Table 10 organizes the individual promotion component effects by overall treatment type. Starting with the nonprice promotion group, we see that different promotions have quite different impacts, including both positive and negative marginal effects. Chatterjee and McGinnis (2010) suggest that the use of nonprice promotions, specifically those with free content, should increase engagement and outcomes. Whereas free gift and free shipping promotions increase engagement at all stages of the funnel (which aligns with the finding of Yi and Yoo (2011) showing positive brand valuation through the use of nonprice promotions), 50% off shipping and free returns actually reduce engagement throughout. This strong heterogeneity reveals the importance of breaking these treatments out by type. For example, were one to instead pool all four together into a single nonprice grouping (e.g., by computing the average pairwise ATE across all emails that include a nonprice inducement), the resulting measure—a pooled effect that yields a composite coefficient of –0.0012—suggests that nonprice promotions do not provide a meaningful lift from the baseline email (which instead contained a large price promotion). Note that this small impact is quite similar in magnitude to the average across the four nonprice promotion coefficients reported in Table 10, which further controls for the remaining components. This means that the poor performing treatment components are not just weak relative to the baseline, but actually reduce engagement relative to their noninclusion. Clearly, aggregating these distinct treatment components into a composite “nonprice” promotion effect masks what are in fact significant lifts that actually differ not just in magnitude, but direction as well. By isolating the direct impact of the actual intervention, we find that, whereas some promotions work quite well, others are instead quite counterproductive.
Moreover, focusing only on the open stage of the conversion funnel is also problematic in assessing the true magnitude of a nonprice promotion’s effect. For example, we note that both free gift and free shipping increase engagement, which is consistent with the existing literature (Chatterjee and McGinnis 2010, Park et al. 2018). Examining the exact size of each effect, free gift has a larger effect on harnessing engagement in the open stage. However, the key driver of the primary outcome to the firm, the purchase amount, is free shipping. The effects of these two nonprice promotions are materially different from one another with free shipping having the largest effect on purchase amount out of all the nonprice promotions despite the muted (but positive) effect on the open and purchase stages. This contrast of distinct effects across the conversion funnel at the component level is not addressed in the empirical literature but is critical for understanding the mechanisms that drive promotion performance.

__Entries supplied__.
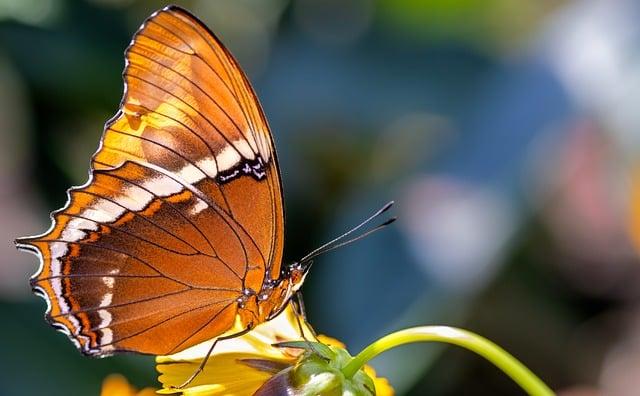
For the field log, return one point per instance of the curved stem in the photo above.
(451, 335)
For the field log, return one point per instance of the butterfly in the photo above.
(177, 236)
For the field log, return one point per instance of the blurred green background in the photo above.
(505, 130)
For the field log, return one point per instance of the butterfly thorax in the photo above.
(260, 306)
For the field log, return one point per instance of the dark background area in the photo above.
(505, 131)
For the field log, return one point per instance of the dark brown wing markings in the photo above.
(179, 212)
(118, 340)
(145, 218)
(94, 309)
(132, 318)
(133, 235)
(98, 246)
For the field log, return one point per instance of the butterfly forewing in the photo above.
(183, 208)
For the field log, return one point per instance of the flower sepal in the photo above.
(318, 372)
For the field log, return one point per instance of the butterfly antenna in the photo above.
(330, 245)
(359, 237)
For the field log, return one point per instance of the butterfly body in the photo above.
(177, 236)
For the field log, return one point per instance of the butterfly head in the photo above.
(295, 273)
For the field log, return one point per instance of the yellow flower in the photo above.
(240, 366)
(117, 385)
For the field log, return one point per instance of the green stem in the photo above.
(473, 342)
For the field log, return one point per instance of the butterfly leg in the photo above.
(301, 313)
(298, 306)
(206, 358)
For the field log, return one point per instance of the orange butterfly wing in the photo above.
(183, 208)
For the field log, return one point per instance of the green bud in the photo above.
(315, 374)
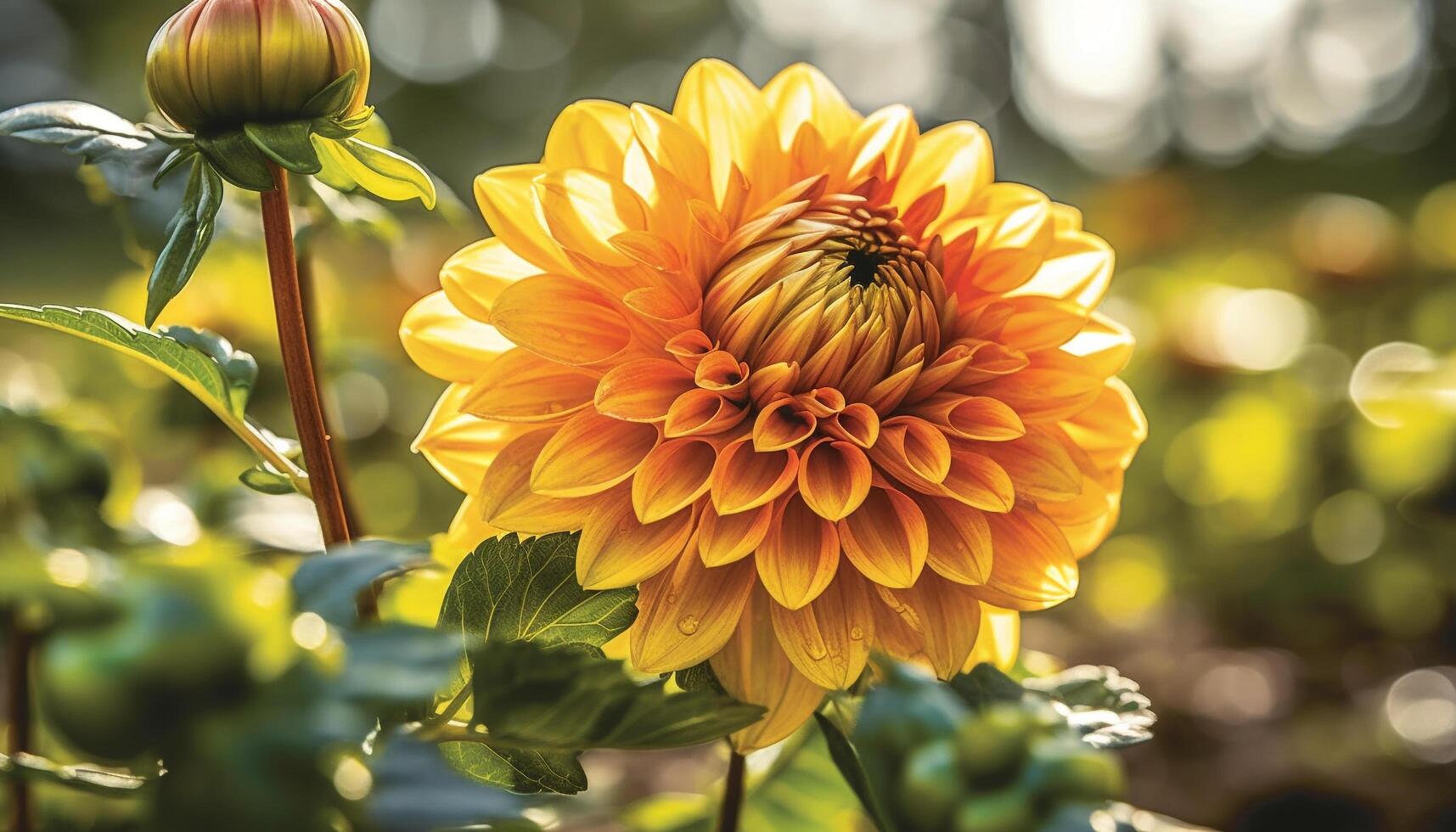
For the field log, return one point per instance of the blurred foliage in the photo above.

__Written problem 1__. List the four nonprice promotions that the passage on email promotions names.
__Written problem 2__. Pick up the passage on email promotions after its last sentence and keep writing it.
You won't need the entries for any of this.

__Response 1__. Free gift, free shipping, 50% off shipping, and free returns.

__Response 2__.
Looking next at the components that constitute noninformative semantic choices, we again find quite striking causal heterogeneity. Personalization is especially effective at driving engagement at each level of the funnel and yields the largest overall (binary) effect, which is congruent with the findings of Sahni et al. (2018) regarding the inclusion of a recipient’s name. Whereas a contest structure (mystery) produces a similar lift at the purchase amount stage, its impact on opening rates and purchase incidence is more muted.20 Interestingly, specifying a deal as “exclusive” or simply adding an exclamation point to the end of the subject line increases opening rates but actually suppresses action at the purchase end of the funnel, perhaps explaining some of the reversals observed in the overall pairwise ATEs. Similarly, designating an item or set of items as being on sale reduces engagement at the top of the funnel but yields quite strong effects at the bottom, revealing a nuanced selection over who is drawn in that is reminiscent of the results in Liaukonyte et al. (2015) regarding TV ad content. Once again, as with the nonprice components, our results clearly demonstrate that it’s the actual promotion content that matters, not just running a promotion per se.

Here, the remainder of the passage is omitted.